PÁGINA:
______________________________

Estados Unidos estaba atacando la capital de Sudán y algunos de sus pueblos, descargando sus cazabombarderos sobre diversos «objetivos». Las gentes sudanesas, pobres de solemnidad pero armadas hasta los dientes, salían empuñando los fusiles a las calles. Revueltas, tiros, explosiones… algunos se acercaban a la cámara, envueltos en túnicas y protegidos por el anonimato de la oscuridad y gritaban consignas y quemaban en la plaza la bandera americana.

 

—¿Qué dicen? —pregunté a un silencioso Aziz, el guía que hasta hacía unos instantes seguía como un hincha más el derbi Cairo-Alejandría, suspendido por el «avance informativo».



Gritan maldiciones contra los occidentales. Mal asunto.

Los dirigentes de Gran Bretaña y Francia —continuaba la televisión—muestran su apoyo unánime a Clinton en caso de un conflicto armado inmediato...

 

Las noticias parecían irreales. Allí estábamos un puñado de personas pegadas a la pantalla, sin hacer caso de los templos silenciosos que surgían a las orillas del río. Y tuve la impresión de que aquella iba a ser una noche demasiado larga.

 

—Rusia, sin embargo, ha realizado un comunicado oficial de urgencia en el que se muestra totalmente indignada y contraria a la intervención estadounidense...

 

Lo que estaba emitiendo la televisión era la viva imagen de una guerra a punto de comenzar. Un nuevo y temido conflicto entre dos mundos antagónicos.



Escuché el sonido de otra copa cayendo sobre la mesa. El gran amigo Enrique de Vicente —director de la revista Año Cero— se mesaba las barbas realmente preocupado.

Lo comprendí perfectamente.

Bajábamos por el trecho sur del Nilo, era de noche y a unos pocos kilómetros se encontraba Sudán.

______________________________

DATOS SIN PROCESAR:
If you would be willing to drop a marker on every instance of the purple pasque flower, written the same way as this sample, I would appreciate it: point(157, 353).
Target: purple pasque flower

______________________________

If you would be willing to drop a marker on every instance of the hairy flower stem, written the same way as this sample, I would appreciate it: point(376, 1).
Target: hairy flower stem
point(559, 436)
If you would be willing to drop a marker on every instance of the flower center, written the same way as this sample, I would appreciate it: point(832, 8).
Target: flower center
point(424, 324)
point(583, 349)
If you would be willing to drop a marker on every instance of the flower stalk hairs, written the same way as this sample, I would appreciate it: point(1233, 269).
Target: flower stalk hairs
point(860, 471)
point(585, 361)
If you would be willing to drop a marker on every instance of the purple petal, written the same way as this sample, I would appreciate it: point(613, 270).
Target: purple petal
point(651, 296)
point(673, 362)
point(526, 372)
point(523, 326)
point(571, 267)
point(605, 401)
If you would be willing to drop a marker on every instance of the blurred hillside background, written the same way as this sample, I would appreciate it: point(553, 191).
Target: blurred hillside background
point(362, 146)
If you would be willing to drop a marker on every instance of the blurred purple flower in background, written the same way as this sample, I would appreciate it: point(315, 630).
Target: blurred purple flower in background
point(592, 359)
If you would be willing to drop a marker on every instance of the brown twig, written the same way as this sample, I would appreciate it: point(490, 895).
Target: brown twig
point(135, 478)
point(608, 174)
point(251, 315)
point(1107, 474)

______________________________

LISTA DE TAREAS:
1/ Resume en dos frases el párrafo del relato del viaje por el Nilo que empieza con «Estados Unidos estaba atacando». Conserva sus datos principales.
2/ Enumera todos los países que se nombran en el relato del viaje por el Nilo.
3/ Retoma el relato del viaje por el Nilo justo después de su última frase y continúalo.

RESPUESTAS ESPERADAS:
1/ Estados Unidos bombardeaba con cazabombarderos la capital de Sudán y varios de sus pueblos, y los sudaneses, muy pobres pero muy armados, salían a la calle con fusiles entre revueltas, disparos y explosiones. Algunos, cubiertos con túnicas y ocultos en la oscuridad, se acercaban a la cámara, gritaban consignas y quemaban la bandera estadounidense en la plaza.

2/
- Estados Unidos
- Sudán
- Gran Bretaña
- Francia
- Rusia

3/
21 de agosto. 0:45 horas

El barco detuvo su marcha. Salí a cubierta y abrí el cuaderno. Apoyé las piernas en la barandilla y observé a las gentes que se arremolinaban en el poblado egipcio donde habíamos parado repentinamente. Un grupo escuchaba apiñado en torno a un viejo transistor. Un coche de policía vigilaba. En la tienda de frutos secos, con los sacos en plena calle, discutían tres personas como si no estuviesen de acuerdo con lo que se avecinaba, y en el pequeño muelle un anciano de barba y pelo cano, como si estuviese ya cansado de la misma historia, bebía té hirviente con las babuchas colgando un palmo por encima del agua negra. De fondo, entre un palmeral que se detenía en el río más largo del mundo, aparecía un coloso. Una estatua de Ramsés que miraba al cielo.

Era un buen momento para hacer recuento de tantas aventuras y misterios vividos en el país de los faraones. El calor aún de madrugada asfixiaba, y tenía la completa seguridad de que aquel puñado de periodistas españoles nos encontrábamos en el peor de los sitios si el conflicto estallaba.

Agarré una Stella local helada —la cerveza nacional— y comencé a escribir. Estabamos en el país de todos los enigmas. Y, por fortuna, los habíamos exprimido a fondo. Quizá demasiado.

 

 



Bajo la Gran Pirámide

Ciento cuarenta y seis metros de altura —como el mayor rascacielos de Europa—, 230 de lado —tres veces un campo de fútbol—, 2.300.000 bloques de granito rojo y caliza y 2,5 millones de metros cúbicos de piedra.

Así de sencilla es la carta de presentación de la Gran Pirámide de Gizeh.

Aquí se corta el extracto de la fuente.